• AVAILABLE DATA:

—————

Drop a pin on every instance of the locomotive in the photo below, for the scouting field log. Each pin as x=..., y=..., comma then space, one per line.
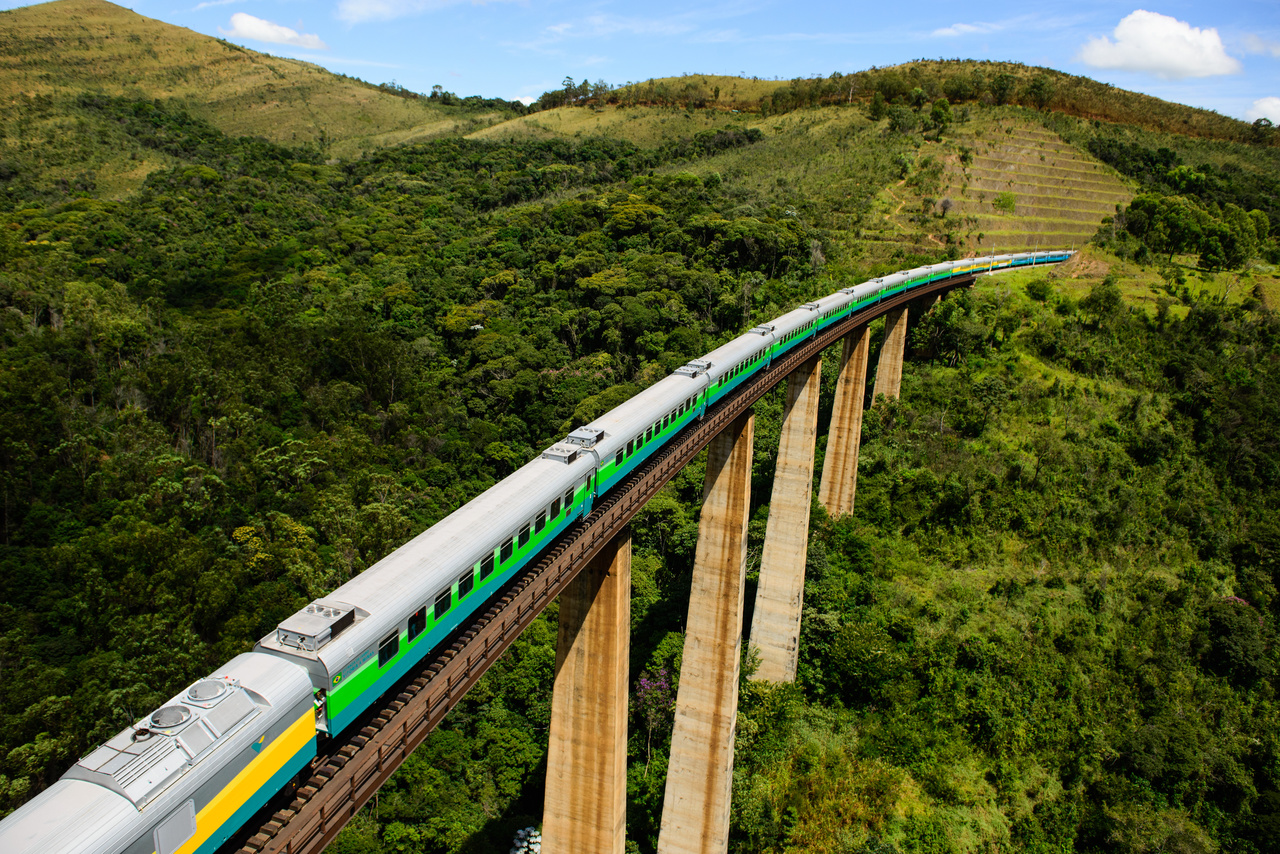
x=186, y=777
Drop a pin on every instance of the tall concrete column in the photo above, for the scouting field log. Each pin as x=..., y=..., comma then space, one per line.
x=840, y=466
x=700, y=773
x=776, y=621
x=586, y=758
x=888, y=373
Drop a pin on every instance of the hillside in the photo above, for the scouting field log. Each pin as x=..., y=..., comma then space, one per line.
x=236, y=371
x=55, y=53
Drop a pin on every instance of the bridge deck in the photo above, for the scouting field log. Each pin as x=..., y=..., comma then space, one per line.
x=353, y=768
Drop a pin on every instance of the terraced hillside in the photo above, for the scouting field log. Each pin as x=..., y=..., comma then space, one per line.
x=1059, y=193
x=999, y=182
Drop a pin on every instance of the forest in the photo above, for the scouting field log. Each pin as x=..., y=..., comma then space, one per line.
x=1047, y=626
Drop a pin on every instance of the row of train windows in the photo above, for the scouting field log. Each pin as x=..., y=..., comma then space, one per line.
x=739, y=368
x=389, y=648
x=658, y=427
x=801, y=329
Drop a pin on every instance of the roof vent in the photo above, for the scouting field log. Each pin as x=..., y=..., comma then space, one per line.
x=585, y=437
x=562, y=452
x=315, y=625
x=695, y=368
x=206, y=690
x=169, y=717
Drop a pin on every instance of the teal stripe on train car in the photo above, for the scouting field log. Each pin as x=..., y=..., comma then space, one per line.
x=259, y=799
x=412, y=653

—————

Once the pictures have been removed, reproduce each line of the material above exactly.

Drop a pin on every instance of the locomotive in the photo below, for the scouting field log. Each pin as x=..., y=..., comma then space, one per line.
x=186, y=777
Drop a pin on every instance of the tall concrete column in the photo above, for the scouting field log. Each pin as x=..., y=..., comma then space, one per line.
x=840, y=466
x=700, y=773
x=776, y=621
x=586, y=758
x=888, y=373
Drop a pin on every instance of the hillside in the photo above, for the scouting field log. Each pin as x=..., y=..., comma then space, one per line.
x=236, y=371
x=55, y=53
Drop a pin on every instance of the bridge deck in the photo above, for the scouting field log. Each pin as x=..., y=..., comma then space, one per line.
x=353, y=768
Drop a pin on every instance of the terraced hillside in the photo above, for the scouting field log. Each pin as x=..., y=..., comma then space, one per line.
x=1059, y=193
x=999, y=182
Drop a pin on every instance of the forest in the photo above, for the scouting field log. Each pin as x=..., y=..., comma then space, one per line.
x=1047, y=626
Drop a pin on every instance of the row of train windows in the photo above, for the scouting field log. Each pin as x=..., y=..., comma then space, one per line.
x=739, y=368
x=389, y=648
x=658, y=427
x=801, y=329
Drop a pin on every instance of the roof vent in the photo above, for the scouting field log. Each pin as x=..., y=..., comma then space, one per line.
x=585, y=437
x=562, y=452
x=315, y=625
x=695, y=368
x=206, y=690
x=169, y=717
Drop a pin on every instance of the teal stripe on train car in the photo above, for the scouting field log. Each pin as x=..., y=..., comma then space, one per line.
x=259, y=799
x=412, y=653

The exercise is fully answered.